======== Excerpted data ========

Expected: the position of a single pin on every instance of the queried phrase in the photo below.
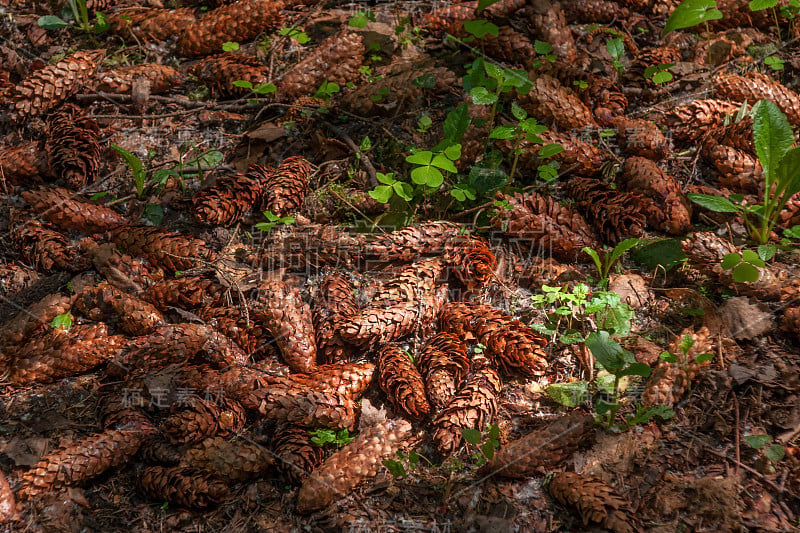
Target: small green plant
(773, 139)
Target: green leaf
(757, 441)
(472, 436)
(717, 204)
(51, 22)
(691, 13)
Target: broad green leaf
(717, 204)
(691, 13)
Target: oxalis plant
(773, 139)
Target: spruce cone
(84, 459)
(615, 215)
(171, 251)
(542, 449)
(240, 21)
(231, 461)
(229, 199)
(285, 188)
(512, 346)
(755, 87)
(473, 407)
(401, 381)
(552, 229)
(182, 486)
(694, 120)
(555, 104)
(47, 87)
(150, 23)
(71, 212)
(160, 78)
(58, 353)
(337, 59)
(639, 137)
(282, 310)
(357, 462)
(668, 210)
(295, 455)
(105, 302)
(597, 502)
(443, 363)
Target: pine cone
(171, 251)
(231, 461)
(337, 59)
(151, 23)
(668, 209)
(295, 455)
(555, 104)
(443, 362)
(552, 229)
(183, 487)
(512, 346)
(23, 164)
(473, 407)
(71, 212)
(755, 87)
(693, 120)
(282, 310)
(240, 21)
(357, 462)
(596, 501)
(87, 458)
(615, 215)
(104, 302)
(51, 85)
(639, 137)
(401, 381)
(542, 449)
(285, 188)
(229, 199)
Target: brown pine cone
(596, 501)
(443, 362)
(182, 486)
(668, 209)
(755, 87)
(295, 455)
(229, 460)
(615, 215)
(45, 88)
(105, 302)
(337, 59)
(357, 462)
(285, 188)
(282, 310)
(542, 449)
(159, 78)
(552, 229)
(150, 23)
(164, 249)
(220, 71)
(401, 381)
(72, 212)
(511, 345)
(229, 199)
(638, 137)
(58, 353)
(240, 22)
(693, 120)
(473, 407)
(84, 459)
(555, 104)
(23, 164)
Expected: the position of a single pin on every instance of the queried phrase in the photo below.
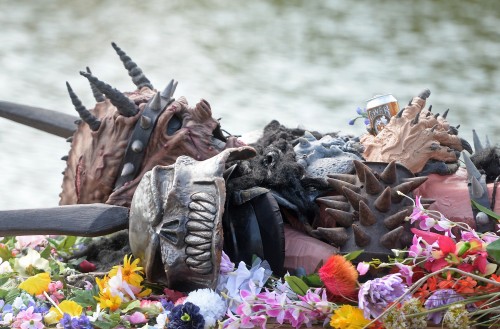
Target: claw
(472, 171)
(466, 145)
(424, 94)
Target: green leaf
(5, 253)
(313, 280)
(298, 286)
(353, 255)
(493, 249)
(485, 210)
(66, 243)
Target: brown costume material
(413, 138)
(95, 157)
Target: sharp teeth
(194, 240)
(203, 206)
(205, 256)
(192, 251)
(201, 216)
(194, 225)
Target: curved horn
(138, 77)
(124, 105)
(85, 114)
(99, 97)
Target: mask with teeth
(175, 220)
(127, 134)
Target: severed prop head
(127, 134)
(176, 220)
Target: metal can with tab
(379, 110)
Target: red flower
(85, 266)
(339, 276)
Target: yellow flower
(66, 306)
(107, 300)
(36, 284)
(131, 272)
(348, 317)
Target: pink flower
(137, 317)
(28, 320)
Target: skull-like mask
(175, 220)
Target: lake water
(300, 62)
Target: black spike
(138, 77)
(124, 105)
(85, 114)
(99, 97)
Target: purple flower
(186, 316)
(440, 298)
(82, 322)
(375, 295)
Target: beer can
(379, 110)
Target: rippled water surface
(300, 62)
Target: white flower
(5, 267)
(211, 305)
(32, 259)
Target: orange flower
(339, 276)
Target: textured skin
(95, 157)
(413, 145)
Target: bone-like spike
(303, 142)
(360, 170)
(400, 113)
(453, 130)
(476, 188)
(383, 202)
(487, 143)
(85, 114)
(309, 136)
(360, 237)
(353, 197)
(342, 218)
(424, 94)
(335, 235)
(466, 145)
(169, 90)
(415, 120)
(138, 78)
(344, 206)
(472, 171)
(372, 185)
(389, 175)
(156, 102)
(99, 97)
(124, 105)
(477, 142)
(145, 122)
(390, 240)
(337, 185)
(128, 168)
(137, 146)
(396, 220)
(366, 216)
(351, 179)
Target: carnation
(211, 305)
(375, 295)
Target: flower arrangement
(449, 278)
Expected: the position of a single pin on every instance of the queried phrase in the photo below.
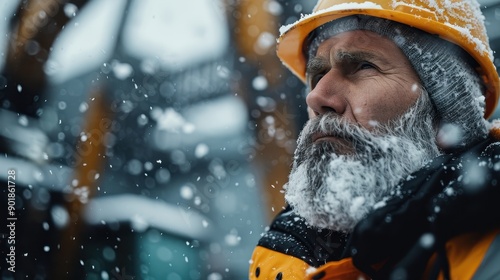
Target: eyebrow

========

Set task: Please rewrite the listing above with every "Target" changed to "Label" and everything else left as it is. Leave the pictures out of your answer.

Expected output:
Expected: the position of a single pin on every instance of the queried phrase in the photo below.
Label: small green plant
(773, 139)
Label: green leaf
(757, 441)
(472, 436)
(717, 204)
(51, 22)
(691, 13)
Label: broad green leaf
(717, 204)
(691, 13)
Label: oxalis plant
(773, 139)
Label: spruce cone
(84, 459)
(615, 215)
(171, 251)
(542, 449)
(240, 21)
(231, 461)
(229, 199)
(285, 188)
(512, 346)
(755, 87)
(473, 407)
(401, 381)
(552, 229)
(182, 486)
(694, 120)
(555, 104)
(47, 87)
(150, 23)
(71, 212)
(160, 78)
(58, 353)
(337, 59)
(639, 137)
(282, 310)
(357, 462)
(668, 210)
(295, 455)
(105, 302)
(597, 502)
(443, 363)
Label: pine cone
(171, 251)
(231, 461)
(337, 59)
(151, 23)
(668, 209)
(295, 455)
(555, 104)
(443, 362)
(552, 229)
(183, 487)
(512, 346)
(23, 164)
(473, 407)
(71, 212)
(755, 87)
(693, 120)
(282, 310)
(240, 21)
(357, 462)
(596, 501)
(87, 458)
(615, 215)
(104, 302)
(51, 85)
(639, 137)
(401, 381)
(542, 449)
(285, 188)
(229, 199)
Label: brown pine cone
(596, 501)
(443, 362)
(182, 486)
(668, 209)
(755, 87)
(295, 455)
(229, 460)
(615, 215)
(45, 88)
(105, 302)
(337, 59)
(357, 462)
(285, 188)
(282, 310)
(542, 449)
(159, 78)
(552, 229)
(150, 23)
(164, 249)
(220, 71)
(401, 381)
(72, 212)
(511, 345)
(229, 199)
(638, 137)
(58, 353)
(240, 22)
(693, 120)
(473, 407)
(84, 459)
(555, 104)
(23, 164)
Expected: the position of a single pin on every instance of the queried phrase in the photo below.
Label: claw
(472, 171)
(466, 145)
(424, 94)
Label: green leaf
(5, 253)
(313, 280)
(298, 286)
(353, 255)
(493, 249)
(485, 210)
(66, 243)
Label: brown costume material
(413, 138)
(95, 157)
Label: sharp teeth
(194, 240)
(203, 206)
(205, 256)
(192, 251)
(201, 216)
(194, 225)
Label: curved horn
(138, 77)
(124, 105)
(85, 114)
(99, 97)
Label: mask with teeth
(175, 220)
(127, 134)
Label: severed prop head
(127, 134)
(176, 220)
Label: metal can with tab
(379, 110)
Label: red flower
(85, 266)
(339, 276)
Label: yellow flower
(66, 306)
(107, 300)
(36, 284)
(131, 272)
(348, 317)
Label: pink flower
(137, 317)
(28, 320)
Label: skull-like mask
(175, 220)
Label: lake water
(300, 62)
Label: black spike
(138, 77)
(124, 105)
(85, 114)
(99, 97)
Label: purple flower
(186, 316)
(440, 298)
(82, 322)
(375, 295)
Label: beer can
(379, 110)
Label: rippled water surface
(300, 62)
Label: white flower
(5, 267)
(211, 305)
(32, 259)
Label: orange flower
(339, 276)
Label: textured skin
(95, 157)
(413, 145)
Label: bone-like spike
(303, 142)
(360, 170)
(400, 113)
(453, 130)
(476, 188)
(383, 202)
(487, 143)
(85, 114)
(309, 136)
(360, 237)
(353, 197)
(342, 218)
(424, 94)
(335, 235)
(466, 145)
(169, 90)
(415, 120)
(138, 78)
(344, 206)
(472, 171)
(372, 185)
(389, 175)
(156, 102)
(99, 97)
(124, 105)
(477, 142)
(145, 122)
(390, 240)
(337, 185)
(128, 168)
(137, 146)
(396, 220)
(366, 216)
(351, 179)
Label: carnation
(211, 305)
(375, 295)
Label: flower arrangement
(449, 278)
Expected: the position of a single pin on every instance of the queried phrase in the photo below.
Label: eyebrow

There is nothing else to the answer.